Exercise directions: Write out this listing word for word, only the part that opens with the line containing "Practice step: point at the cluster" and closes with the line containing "Practice step: point at the hanging", both included.
==== Data provided ====
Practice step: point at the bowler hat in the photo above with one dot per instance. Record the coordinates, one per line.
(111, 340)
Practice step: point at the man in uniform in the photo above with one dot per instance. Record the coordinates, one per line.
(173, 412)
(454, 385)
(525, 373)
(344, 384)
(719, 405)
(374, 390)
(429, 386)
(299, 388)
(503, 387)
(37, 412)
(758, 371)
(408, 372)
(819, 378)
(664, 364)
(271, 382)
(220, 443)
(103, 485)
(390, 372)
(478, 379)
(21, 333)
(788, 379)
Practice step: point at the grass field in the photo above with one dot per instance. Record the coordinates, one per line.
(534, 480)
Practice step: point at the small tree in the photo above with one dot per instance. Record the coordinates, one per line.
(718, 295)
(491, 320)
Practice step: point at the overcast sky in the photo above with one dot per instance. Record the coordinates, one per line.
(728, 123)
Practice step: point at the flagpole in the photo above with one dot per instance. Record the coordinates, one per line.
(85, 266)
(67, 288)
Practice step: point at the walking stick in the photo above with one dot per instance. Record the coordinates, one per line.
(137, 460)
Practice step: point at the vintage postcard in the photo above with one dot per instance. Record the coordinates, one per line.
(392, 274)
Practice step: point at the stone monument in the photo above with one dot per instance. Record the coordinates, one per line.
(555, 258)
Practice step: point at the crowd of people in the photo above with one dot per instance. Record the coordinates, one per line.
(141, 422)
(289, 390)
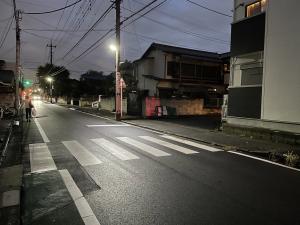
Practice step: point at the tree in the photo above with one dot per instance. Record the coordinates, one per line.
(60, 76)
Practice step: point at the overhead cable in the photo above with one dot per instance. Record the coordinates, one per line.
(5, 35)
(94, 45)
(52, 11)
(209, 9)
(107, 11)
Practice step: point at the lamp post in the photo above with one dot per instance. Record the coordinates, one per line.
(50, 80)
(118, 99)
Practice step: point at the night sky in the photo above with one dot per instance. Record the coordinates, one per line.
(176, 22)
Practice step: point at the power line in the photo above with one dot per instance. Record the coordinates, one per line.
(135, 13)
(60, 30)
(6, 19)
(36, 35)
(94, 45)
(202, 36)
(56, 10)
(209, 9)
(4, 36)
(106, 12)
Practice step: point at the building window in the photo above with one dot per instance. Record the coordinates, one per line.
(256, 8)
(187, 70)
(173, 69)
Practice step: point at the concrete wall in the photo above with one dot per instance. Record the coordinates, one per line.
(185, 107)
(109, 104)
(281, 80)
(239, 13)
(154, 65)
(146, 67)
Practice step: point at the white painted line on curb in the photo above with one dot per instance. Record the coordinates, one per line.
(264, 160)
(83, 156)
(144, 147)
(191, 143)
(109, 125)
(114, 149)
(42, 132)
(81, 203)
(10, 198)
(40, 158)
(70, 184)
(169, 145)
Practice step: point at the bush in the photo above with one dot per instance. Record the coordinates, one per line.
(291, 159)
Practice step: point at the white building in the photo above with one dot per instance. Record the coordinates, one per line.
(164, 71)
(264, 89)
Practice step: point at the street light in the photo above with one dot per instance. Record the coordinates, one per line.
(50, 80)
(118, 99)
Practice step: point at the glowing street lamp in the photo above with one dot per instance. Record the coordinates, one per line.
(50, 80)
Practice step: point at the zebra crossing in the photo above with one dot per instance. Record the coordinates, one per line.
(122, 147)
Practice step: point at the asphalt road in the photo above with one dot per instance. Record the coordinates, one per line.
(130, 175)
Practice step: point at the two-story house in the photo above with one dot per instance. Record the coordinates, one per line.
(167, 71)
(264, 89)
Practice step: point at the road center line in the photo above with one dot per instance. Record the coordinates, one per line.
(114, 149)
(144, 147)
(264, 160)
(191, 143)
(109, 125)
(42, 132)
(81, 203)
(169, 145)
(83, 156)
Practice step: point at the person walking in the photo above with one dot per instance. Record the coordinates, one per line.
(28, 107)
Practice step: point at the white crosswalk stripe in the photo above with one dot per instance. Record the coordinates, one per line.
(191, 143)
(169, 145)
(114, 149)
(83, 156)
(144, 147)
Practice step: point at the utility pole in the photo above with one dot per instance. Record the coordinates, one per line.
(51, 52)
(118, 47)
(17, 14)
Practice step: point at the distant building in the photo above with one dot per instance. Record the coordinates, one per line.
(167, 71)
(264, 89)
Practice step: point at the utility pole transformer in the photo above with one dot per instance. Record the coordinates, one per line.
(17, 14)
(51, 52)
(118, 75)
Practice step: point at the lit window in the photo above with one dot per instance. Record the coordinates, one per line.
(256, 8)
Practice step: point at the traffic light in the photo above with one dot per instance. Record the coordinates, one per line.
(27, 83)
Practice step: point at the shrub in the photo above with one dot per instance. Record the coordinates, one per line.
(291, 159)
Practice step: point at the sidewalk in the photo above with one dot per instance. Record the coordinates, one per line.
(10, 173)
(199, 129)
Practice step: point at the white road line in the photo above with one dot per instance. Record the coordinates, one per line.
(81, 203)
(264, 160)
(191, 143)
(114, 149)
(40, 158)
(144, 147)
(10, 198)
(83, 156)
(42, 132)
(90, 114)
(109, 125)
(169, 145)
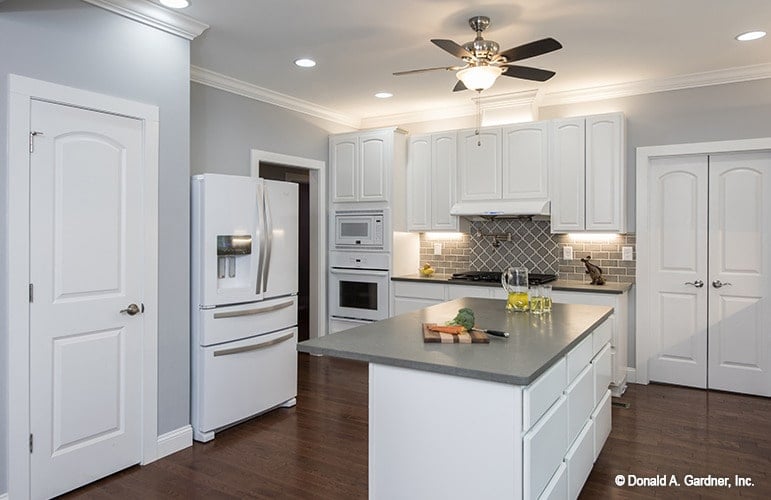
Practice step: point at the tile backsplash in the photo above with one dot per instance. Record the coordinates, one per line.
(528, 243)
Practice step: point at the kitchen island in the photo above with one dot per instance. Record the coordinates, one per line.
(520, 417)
====
==== Data provided ====
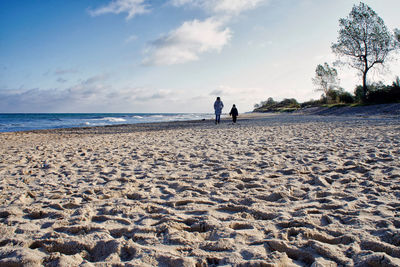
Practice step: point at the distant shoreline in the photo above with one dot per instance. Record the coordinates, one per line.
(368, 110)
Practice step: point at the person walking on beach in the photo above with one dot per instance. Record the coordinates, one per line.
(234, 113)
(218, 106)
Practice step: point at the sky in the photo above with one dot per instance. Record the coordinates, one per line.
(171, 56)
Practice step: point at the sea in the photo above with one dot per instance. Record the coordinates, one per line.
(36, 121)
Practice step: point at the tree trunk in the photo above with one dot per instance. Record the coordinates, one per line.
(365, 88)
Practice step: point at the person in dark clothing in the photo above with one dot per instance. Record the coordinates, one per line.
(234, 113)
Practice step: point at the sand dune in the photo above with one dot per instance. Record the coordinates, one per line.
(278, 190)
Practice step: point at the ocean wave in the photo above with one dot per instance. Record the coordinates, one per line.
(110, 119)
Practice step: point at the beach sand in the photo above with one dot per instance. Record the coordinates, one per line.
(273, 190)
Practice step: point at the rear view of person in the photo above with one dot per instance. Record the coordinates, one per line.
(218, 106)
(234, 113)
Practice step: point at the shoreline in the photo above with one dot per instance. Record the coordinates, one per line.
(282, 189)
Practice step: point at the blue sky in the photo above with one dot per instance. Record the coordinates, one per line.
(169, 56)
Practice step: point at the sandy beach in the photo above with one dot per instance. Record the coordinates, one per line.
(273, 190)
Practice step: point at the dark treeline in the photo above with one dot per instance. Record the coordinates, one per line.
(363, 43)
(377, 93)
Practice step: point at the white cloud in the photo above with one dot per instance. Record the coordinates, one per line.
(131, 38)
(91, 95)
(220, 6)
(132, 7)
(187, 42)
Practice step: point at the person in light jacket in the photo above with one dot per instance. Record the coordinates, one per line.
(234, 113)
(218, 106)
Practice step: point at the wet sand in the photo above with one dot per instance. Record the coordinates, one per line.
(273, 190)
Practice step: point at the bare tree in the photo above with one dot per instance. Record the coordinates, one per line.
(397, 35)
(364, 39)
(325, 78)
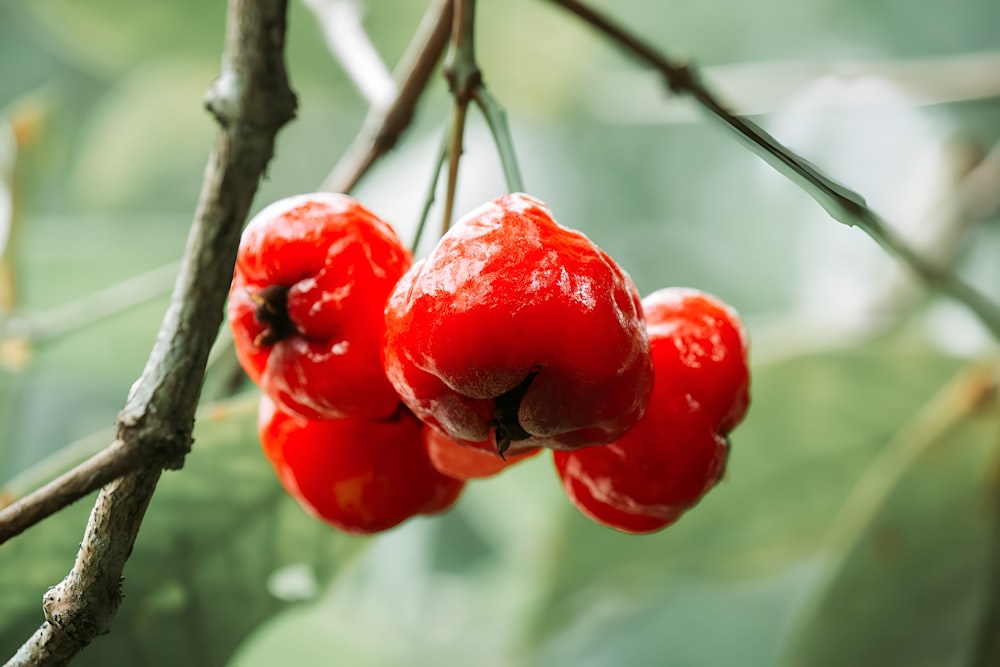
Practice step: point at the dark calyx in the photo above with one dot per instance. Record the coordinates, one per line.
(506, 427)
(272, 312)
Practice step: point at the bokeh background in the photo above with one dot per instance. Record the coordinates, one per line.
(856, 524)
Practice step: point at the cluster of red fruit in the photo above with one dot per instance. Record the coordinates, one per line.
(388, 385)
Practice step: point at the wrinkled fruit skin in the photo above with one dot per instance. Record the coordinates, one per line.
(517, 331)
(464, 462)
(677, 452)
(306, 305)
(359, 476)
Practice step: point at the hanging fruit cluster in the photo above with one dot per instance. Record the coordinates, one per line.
====
Solution for this task:
Practice step: point at the cluster of red fruit in the photo above with one dot per instance. Record the coordinates, one per line.
(388, 385)
Practice step: point at the wrinkled fruit skin in the photo above with one dot per instance. Record the coordinates, one per line.
(517, 331)
(464, 462)
(677, 452)
(306, 305)
(359, 476)
Practice step: point at the hanging fruit cluster in the photo above with one dot per instance. Record the coordinates, one per line.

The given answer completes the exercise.